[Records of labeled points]

· · ·

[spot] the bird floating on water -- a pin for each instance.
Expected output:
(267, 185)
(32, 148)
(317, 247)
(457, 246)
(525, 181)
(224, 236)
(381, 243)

· · ·

Convert every line of the material above into a Markdown table with the columns "Row" and "Line". Number each non-blank line in order and skip blank lines.

### Solution to the problem
| Row | Line |
|---|---|
| 1 | [spot] the bird floating on water -- a pin for each instance. |
| 2 | Expected output: |
| 3 | (267, 185) |
| 4 | (32, 148) |
| 5 | (317, 247) |
| 6 | (457, 246) |
| 7 | (525, 181) |
| 8 | (224, 236) |
| 9 | (381, 243) |